Wasteland is an American drama that aired on ABC from October 7 until October 21, 1999. The show was created by Kevin Williamson.
It explored such topics as college, friendships, romance and homosexuality.
It aired only three episodes in October 1999 before ABC canceled it. However, Showtime's ShowNext channel aired the 10 remaining episodes in 2001.

Summary
Wasteland tells the story of six friends after college. Dawnie is a graduate student writing a thesis on the "Lost Generation", and at 27, she is standing strong as a virgin. Alongside are her two best female friends: Sam, a sassy social worker, and Jesse, a publicist obsessed with the downtown dating scene. Other characters include Vandy, a musician by day, bartender by night who still carries a torch for Sam, Ty, who reappears after dumping Dawnie for not "putting out", and Russell, a gay soap opera star terrified of being out and Ty's college roommate.

□ □ □ □ □

Task description: Print the passage about the drama series Wasteland word for word.

□ □ □ □ □

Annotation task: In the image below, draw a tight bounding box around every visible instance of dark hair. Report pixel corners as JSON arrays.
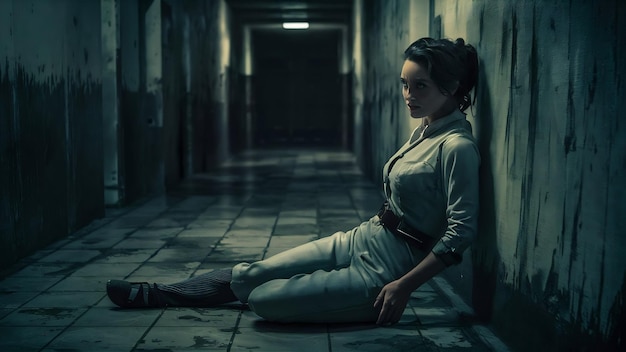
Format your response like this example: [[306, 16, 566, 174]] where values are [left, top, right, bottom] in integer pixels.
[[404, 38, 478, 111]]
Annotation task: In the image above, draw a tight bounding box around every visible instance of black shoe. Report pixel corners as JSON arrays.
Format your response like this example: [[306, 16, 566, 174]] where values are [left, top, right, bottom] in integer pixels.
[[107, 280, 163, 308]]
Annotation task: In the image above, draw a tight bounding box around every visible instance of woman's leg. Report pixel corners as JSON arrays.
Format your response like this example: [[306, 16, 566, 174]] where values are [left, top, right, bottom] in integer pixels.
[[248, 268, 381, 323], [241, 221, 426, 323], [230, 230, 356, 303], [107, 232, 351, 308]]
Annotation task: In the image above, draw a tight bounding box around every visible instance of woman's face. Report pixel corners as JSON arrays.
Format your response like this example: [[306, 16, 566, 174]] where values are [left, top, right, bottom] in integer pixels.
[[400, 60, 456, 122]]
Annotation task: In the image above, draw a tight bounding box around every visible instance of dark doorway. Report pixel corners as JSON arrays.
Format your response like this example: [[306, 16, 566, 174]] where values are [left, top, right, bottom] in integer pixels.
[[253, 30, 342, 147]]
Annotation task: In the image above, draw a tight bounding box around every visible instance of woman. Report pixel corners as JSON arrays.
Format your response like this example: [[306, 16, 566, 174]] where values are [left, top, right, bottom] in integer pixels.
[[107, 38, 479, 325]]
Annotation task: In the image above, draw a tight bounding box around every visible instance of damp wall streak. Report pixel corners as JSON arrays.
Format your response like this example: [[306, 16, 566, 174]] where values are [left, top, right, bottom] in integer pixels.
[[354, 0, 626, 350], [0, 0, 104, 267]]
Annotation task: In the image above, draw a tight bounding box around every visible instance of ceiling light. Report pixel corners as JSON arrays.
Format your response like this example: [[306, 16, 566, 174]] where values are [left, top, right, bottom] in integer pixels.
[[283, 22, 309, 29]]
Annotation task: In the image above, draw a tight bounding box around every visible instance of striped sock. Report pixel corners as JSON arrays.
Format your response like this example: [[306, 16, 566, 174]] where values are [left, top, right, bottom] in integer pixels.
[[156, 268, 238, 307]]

□ □ □ □ □

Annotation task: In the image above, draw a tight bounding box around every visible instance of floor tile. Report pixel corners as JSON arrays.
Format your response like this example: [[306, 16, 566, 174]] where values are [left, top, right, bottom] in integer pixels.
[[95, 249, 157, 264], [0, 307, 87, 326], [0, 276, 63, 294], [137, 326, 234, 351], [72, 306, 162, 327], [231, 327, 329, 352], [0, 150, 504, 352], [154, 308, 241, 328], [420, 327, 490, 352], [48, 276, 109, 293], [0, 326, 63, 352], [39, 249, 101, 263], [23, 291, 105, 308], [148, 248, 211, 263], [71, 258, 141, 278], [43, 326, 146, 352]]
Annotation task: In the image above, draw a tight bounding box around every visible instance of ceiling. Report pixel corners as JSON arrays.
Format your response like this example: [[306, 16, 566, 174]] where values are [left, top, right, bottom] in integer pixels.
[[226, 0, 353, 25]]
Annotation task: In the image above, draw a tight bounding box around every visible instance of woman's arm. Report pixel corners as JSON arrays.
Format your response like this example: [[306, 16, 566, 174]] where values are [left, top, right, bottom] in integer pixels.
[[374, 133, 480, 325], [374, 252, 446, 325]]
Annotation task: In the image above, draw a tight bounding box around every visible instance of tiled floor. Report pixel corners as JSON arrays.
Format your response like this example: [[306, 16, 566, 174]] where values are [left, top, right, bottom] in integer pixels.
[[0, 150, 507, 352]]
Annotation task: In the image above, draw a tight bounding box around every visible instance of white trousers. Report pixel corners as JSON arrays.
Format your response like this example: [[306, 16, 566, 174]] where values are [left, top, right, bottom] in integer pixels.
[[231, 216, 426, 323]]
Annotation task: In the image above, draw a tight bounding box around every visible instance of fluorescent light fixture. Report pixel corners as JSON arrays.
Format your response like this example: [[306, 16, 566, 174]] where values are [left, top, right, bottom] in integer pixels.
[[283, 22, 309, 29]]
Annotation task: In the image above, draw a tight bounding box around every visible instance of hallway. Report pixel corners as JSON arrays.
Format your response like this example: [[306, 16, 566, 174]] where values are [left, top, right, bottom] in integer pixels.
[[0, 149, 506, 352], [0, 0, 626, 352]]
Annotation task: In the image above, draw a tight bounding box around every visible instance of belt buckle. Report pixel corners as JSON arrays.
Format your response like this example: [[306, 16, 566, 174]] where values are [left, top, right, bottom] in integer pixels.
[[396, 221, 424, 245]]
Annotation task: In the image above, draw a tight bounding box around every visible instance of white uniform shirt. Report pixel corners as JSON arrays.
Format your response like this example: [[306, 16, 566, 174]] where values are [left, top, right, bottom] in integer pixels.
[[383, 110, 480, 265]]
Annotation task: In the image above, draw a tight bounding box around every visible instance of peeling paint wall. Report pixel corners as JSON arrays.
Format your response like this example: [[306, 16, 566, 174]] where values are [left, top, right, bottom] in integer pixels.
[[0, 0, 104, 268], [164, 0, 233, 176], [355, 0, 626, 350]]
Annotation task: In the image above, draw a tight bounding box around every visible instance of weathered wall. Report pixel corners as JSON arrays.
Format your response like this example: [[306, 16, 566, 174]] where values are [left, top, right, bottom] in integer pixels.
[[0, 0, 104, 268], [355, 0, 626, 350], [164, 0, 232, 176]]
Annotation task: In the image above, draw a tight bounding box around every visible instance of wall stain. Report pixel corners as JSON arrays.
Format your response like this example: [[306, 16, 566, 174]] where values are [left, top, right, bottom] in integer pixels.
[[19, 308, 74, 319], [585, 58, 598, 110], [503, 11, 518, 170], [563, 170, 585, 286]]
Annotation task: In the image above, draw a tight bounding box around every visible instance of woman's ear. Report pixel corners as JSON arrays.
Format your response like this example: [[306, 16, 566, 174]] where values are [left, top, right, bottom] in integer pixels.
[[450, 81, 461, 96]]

□ □ □ □ □

The response:
Wasteland is an American drama that aired on ABC from October 7 until October 21, 1999. The show was created by Kevin Williamson.
It explored such topics as college, friendships, romance and homosexuality.
It aired only three episodes in October 1999 before ABC canceled it. However, Showtime's ShowNext channel aired the 10 remaining episodes in 2001.

Summary
Wasteland tells the story of six friends after college. Dawnie is a graduate student writing a thesis on the "Lost Generation", and at 27, she is standing strong as a virgin. Alongside are her two best female friends: Sam, a sassy social worker, and Jesse, a publicist obsessed with the downtown dating scene. Other characters include Vandy, a musician by day, bartender by night who still carries a torch for Sam, Ty, who reappears after dumping Dawnie for not "putting out", and Russell, a gay soap opera star terrified of being out and Ty's college roommate.